#### Data lines ####
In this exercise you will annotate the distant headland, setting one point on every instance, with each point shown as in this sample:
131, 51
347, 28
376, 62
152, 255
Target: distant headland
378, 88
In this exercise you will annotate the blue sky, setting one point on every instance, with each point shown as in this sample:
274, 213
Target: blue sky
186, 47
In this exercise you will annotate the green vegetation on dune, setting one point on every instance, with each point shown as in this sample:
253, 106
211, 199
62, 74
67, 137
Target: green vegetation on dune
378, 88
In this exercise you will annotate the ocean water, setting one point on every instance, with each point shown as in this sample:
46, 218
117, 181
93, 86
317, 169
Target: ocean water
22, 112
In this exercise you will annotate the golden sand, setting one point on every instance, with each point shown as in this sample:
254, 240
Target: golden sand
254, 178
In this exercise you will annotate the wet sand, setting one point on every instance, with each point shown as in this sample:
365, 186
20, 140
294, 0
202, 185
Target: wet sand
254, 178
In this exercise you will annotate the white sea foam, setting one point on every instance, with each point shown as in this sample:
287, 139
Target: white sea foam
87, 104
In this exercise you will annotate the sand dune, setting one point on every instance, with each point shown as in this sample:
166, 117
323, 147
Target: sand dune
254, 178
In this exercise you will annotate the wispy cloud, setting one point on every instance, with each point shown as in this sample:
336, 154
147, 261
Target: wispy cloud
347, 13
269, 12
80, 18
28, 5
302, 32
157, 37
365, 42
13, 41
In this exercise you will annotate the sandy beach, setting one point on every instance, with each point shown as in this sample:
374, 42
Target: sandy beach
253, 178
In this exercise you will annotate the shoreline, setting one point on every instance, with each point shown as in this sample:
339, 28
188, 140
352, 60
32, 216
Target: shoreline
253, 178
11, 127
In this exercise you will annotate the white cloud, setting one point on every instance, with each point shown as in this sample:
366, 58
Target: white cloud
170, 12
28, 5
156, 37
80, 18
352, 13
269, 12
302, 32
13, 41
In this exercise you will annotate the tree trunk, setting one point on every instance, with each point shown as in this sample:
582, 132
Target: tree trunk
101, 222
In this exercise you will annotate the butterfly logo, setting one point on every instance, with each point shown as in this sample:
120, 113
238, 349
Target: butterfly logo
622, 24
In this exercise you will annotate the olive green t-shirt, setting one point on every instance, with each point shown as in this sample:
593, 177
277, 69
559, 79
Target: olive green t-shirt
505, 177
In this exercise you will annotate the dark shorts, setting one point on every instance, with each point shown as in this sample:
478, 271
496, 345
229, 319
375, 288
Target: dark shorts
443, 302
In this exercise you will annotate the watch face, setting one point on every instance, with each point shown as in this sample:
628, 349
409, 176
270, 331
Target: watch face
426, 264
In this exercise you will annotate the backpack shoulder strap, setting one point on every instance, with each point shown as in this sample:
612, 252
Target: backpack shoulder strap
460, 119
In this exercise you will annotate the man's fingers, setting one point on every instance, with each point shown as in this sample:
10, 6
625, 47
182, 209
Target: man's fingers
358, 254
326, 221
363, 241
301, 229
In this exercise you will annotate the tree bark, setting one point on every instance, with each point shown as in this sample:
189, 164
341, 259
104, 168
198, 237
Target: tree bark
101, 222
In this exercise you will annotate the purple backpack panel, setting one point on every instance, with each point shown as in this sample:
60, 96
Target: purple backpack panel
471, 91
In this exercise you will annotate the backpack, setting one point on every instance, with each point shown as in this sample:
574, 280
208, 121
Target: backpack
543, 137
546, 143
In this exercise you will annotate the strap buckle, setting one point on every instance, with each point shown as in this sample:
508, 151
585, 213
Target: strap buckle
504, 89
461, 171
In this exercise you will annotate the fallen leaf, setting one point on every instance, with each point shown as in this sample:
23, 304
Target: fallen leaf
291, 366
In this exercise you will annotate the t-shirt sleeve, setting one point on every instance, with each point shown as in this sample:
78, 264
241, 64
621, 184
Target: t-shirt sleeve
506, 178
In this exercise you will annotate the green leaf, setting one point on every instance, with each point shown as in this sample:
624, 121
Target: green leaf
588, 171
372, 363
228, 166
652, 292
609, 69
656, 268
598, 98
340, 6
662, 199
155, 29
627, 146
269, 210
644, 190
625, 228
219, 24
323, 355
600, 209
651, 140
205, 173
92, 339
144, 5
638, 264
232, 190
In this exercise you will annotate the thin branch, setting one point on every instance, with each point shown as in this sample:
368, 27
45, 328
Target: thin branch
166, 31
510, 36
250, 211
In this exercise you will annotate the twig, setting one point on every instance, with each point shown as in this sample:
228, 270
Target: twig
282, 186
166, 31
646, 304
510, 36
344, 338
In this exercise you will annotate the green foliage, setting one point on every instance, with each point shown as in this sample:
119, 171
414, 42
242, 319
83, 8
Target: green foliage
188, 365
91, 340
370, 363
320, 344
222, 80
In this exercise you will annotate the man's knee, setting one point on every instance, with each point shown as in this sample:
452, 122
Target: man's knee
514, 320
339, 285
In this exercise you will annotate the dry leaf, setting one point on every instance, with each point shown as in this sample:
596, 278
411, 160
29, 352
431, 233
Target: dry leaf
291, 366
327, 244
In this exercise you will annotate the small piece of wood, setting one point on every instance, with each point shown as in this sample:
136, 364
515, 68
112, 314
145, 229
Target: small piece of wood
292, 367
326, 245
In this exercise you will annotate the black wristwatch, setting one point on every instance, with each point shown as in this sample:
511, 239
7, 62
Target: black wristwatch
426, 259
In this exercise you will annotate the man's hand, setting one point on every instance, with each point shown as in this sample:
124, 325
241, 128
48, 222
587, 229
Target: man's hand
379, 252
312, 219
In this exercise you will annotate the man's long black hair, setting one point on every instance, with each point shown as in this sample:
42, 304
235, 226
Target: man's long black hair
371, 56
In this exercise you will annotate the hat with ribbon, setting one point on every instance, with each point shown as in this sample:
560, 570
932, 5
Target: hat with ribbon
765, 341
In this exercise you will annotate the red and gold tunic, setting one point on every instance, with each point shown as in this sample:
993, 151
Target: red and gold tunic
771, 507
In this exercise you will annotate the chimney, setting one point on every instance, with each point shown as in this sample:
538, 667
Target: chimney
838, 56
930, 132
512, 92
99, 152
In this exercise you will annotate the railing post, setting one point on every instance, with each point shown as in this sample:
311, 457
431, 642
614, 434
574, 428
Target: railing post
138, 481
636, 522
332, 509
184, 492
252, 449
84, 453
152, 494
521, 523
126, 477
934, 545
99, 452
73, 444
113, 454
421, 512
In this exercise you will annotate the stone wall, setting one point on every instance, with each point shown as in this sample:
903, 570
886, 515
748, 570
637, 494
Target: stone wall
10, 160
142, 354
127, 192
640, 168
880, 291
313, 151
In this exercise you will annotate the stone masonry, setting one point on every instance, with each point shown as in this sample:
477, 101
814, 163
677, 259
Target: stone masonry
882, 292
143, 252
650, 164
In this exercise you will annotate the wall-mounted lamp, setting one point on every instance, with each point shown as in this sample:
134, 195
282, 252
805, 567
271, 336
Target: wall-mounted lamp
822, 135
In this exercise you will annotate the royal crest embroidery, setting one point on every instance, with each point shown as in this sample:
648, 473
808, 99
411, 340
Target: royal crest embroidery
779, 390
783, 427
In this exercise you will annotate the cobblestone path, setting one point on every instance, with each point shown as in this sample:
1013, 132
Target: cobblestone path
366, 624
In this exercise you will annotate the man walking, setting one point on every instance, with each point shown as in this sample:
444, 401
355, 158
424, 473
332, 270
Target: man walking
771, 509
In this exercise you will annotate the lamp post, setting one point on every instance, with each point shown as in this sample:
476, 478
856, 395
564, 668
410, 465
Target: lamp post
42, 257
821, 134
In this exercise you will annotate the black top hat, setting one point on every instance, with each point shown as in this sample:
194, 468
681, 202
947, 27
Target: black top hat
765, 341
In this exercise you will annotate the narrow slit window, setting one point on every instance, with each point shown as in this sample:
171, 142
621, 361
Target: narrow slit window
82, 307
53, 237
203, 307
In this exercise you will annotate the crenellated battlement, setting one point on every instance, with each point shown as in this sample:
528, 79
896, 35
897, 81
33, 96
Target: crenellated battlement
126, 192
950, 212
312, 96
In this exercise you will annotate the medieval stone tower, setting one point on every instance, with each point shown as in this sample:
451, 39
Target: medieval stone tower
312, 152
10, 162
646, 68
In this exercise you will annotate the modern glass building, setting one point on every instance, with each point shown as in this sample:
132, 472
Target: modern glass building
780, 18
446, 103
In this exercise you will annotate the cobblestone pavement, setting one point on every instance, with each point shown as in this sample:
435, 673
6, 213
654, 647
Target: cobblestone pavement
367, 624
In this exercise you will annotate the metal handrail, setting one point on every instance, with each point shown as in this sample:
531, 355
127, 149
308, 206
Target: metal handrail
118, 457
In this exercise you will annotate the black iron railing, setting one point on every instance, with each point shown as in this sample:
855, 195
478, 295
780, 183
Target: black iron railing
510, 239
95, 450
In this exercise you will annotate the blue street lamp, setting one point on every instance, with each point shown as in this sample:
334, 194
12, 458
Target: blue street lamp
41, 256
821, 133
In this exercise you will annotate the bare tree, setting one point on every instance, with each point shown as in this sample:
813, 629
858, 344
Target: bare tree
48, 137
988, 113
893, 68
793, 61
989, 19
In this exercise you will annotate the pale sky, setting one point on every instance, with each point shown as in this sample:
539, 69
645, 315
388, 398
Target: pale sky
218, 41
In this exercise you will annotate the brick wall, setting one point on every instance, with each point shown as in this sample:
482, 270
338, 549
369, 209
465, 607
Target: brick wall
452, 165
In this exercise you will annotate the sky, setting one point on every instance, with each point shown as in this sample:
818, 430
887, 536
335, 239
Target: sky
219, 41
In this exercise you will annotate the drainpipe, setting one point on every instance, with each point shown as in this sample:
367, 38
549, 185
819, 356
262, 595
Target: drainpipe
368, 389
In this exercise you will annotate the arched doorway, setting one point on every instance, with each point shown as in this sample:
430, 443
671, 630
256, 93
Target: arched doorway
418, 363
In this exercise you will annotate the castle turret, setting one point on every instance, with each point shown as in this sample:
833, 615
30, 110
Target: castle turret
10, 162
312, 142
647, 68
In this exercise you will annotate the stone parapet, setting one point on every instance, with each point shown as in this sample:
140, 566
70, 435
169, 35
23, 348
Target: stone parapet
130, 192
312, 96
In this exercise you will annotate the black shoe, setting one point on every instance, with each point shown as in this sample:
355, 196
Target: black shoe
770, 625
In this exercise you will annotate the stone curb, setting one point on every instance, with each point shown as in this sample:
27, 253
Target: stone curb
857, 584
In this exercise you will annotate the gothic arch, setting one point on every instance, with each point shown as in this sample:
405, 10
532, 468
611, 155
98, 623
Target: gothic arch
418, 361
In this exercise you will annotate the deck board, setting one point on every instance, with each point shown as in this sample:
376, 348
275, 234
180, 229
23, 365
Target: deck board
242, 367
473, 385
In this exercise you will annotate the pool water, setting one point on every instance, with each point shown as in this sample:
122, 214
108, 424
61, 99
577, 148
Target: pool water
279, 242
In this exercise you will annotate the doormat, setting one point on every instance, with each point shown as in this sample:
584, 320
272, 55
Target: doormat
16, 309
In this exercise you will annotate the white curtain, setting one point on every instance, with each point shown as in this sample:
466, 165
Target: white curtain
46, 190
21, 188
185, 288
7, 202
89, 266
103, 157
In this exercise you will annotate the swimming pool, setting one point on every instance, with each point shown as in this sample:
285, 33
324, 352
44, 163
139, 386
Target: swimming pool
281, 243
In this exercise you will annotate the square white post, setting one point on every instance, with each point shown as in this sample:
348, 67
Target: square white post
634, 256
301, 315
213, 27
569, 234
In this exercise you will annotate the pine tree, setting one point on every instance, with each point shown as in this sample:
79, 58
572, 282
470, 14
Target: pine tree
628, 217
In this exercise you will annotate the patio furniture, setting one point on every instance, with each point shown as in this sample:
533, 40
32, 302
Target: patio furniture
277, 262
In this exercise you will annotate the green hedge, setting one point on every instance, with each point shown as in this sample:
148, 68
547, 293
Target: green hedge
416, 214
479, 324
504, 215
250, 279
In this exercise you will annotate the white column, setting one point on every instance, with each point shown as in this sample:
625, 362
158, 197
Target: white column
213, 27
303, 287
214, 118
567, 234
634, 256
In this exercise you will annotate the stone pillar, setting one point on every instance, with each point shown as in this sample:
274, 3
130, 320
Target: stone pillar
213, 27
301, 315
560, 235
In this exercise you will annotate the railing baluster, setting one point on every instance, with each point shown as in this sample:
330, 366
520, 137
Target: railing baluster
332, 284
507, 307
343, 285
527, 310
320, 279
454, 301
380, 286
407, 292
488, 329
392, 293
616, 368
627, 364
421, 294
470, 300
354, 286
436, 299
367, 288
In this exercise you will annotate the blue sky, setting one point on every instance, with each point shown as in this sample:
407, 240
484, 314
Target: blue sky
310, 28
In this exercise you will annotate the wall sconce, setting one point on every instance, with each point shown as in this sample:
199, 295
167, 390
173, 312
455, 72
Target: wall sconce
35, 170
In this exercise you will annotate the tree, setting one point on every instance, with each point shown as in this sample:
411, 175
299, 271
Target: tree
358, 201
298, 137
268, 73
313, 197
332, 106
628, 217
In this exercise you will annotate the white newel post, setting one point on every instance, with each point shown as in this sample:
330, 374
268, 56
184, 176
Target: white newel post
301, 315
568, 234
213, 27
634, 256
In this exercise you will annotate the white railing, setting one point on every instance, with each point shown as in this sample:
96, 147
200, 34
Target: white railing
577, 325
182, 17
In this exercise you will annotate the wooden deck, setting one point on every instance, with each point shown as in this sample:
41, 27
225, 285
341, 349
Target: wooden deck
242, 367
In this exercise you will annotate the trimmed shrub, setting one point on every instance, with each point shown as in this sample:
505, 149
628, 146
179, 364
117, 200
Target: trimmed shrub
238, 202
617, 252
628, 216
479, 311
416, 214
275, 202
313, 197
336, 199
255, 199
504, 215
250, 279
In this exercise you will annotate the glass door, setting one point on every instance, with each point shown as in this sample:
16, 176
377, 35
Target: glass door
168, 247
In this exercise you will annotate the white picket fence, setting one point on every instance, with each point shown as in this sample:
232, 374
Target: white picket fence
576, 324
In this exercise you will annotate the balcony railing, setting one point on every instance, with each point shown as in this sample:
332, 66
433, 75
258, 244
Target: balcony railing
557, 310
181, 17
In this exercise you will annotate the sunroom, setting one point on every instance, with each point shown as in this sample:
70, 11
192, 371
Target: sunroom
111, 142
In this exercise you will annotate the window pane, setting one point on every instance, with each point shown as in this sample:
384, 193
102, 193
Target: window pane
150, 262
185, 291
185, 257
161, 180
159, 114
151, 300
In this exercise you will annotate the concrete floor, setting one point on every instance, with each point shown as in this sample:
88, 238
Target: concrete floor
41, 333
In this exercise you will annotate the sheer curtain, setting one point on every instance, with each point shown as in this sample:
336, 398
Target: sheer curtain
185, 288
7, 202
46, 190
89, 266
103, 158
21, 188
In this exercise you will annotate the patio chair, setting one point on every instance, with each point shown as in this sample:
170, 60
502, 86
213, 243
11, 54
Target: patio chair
####
_Given instruction_
Every line from the one containing "In this exercise you will annotate the balcony" through the end of the data must be repeated exactly, and no other line.

_Full response_
In this exercise you will annotate the balcony railing, setting one point on every instance, with each point shown as in this sample:
332, 66
433, 75
258, 244
Target: balcony railing
557, 310
181, 17
In this exercise you will annotate the sunroom, setting one point on every instance, with each point shown as in this sample:
70, 11
192, 371
Target: sunroom
111, 142
In this exercise you will annotate the window pane, setting one point on every instance, with each point shown as in this sample:
384, 193
102, 193
Target: window pane
150, 262
185, 291
185, 257
161, 180
159, 114
151, 300
In this exercise you will annotate the concrete floor, setting one point on every instance, with each point shown as in this sample:
88, 238
Target: concrete floor
41, 333
In this exercise you will annotate the sheer curtain, setting one point on every instance, with each point shown as in this sample:
336, 398
Target: sheer curtain
185, 288
7, 202
46, 190
89, 266
103, 158
21, 188
In this exercise you will annotate the patio chair, setting one point on every instance, with each point shown as in this sample:
170, 60
502, 86
213, 243
11, 54
Target: patio chair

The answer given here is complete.